--- Task instructions ---
Pick out every line below that contains the word "meadow", and copy each of those lines.

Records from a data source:
------------------------------------------------

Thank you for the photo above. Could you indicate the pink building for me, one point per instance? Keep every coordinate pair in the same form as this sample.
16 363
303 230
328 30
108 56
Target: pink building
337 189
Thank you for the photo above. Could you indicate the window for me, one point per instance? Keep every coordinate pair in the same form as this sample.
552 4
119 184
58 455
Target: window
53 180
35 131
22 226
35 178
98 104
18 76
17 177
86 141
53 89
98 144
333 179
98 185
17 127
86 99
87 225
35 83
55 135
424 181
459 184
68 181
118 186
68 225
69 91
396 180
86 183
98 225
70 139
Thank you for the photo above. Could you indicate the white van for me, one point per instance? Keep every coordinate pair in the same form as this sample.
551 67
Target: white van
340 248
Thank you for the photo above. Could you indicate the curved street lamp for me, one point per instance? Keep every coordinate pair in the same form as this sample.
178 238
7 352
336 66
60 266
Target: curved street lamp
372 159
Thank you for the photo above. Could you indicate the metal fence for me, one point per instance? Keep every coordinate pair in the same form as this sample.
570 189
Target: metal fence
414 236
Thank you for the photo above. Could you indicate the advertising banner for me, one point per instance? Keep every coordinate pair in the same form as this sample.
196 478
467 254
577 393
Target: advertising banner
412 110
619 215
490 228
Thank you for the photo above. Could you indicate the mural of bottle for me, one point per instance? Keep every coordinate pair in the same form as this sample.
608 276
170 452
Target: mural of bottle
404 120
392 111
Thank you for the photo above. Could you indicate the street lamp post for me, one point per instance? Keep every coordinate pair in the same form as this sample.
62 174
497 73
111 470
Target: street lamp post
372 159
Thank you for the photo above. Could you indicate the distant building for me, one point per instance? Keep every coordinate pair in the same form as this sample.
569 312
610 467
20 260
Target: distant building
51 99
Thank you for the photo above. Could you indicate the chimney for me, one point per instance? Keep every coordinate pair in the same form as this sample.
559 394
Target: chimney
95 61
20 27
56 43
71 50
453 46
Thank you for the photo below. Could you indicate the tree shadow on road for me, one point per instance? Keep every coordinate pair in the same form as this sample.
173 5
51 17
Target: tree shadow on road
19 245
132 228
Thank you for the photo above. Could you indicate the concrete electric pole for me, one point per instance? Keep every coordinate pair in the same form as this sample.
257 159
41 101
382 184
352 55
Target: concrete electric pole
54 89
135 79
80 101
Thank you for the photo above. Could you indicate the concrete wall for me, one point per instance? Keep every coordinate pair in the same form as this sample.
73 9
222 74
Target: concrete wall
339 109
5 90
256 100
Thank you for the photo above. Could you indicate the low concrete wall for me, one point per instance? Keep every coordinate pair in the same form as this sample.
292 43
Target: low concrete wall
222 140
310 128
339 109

------------------------------------------------

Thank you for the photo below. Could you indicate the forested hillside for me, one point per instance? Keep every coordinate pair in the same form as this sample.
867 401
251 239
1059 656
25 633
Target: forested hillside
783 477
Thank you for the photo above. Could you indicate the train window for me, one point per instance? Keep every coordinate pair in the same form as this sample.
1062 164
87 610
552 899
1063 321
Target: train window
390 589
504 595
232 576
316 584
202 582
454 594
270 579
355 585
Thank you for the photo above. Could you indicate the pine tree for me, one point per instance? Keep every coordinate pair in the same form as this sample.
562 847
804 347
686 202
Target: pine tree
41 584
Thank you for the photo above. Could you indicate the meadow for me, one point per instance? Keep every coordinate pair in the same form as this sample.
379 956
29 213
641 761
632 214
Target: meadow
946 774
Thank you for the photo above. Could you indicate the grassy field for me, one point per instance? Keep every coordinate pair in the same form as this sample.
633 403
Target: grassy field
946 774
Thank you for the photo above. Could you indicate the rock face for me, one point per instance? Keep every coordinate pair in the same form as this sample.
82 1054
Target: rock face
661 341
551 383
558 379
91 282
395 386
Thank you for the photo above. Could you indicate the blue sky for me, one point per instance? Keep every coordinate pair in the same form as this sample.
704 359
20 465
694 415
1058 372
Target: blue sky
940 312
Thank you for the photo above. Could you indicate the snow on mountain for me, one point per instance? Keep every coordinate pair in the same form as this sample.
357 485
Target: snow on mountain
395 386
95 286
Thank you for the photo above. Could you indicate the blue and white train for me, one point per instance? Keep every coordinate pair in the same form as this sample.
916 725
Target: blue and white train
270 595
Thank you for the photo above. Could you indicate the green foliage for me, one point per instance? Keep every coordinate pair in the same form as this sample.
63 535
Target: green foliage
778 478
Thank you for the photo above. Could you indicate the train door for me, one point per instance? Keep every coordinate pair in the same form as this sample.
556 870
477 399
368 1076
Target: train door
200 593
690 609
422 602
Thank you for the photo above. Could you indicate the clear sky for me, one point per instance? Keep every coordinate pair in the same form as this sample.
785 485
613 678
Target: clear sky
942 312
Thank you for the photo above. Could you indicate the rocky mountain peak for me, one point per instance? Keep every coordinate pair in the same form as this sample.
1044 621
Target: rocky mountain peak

------------------------------------------------

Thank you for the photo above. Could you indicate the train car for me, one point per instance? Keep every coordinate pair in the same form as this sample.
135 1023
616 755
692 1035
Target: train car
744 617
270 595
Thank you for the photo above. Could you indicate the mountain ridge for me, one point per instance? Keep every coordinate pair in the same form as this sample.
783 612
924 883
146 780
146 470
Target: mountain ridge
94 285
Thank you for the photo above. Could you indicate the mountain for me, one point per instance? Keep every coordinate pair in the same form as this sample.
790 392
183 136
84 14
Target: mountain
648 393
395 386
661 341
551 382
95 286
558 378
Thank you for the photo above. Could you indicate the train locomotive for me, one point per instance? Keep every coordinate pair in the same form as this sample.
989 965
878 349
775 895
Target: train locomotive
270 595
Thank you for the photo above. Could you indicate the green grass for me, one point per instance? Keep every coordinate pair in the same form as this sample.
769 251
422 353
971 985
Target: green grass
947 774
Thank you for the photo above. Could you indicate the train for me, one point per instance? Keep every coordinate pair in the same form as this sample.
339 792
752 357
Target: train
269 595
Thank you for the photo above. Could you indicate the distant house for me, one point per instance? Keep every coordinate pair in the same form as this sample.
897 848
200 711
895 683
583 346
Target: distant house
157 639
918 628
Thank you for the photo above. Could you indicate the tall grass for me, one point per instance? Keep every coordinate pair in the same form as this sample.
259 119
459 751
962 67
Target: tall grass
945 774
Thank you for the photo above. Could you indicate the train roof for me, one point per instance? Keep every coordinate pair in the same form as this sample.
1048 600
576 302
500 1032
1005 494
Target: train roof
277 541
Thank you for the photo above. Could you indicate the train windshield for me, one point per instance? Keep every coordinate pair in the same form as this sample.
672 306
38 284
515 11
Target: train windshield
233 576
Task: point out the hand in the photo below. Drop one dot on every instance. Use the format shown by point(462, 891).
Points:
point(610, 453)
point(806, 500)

------------------------------------------------

--- Final answer ---
Thank you for the photo above. Could you indicate the meadow for me, one point per instance? Keep every coordinate pair in the same form as this sample.
Target: meadow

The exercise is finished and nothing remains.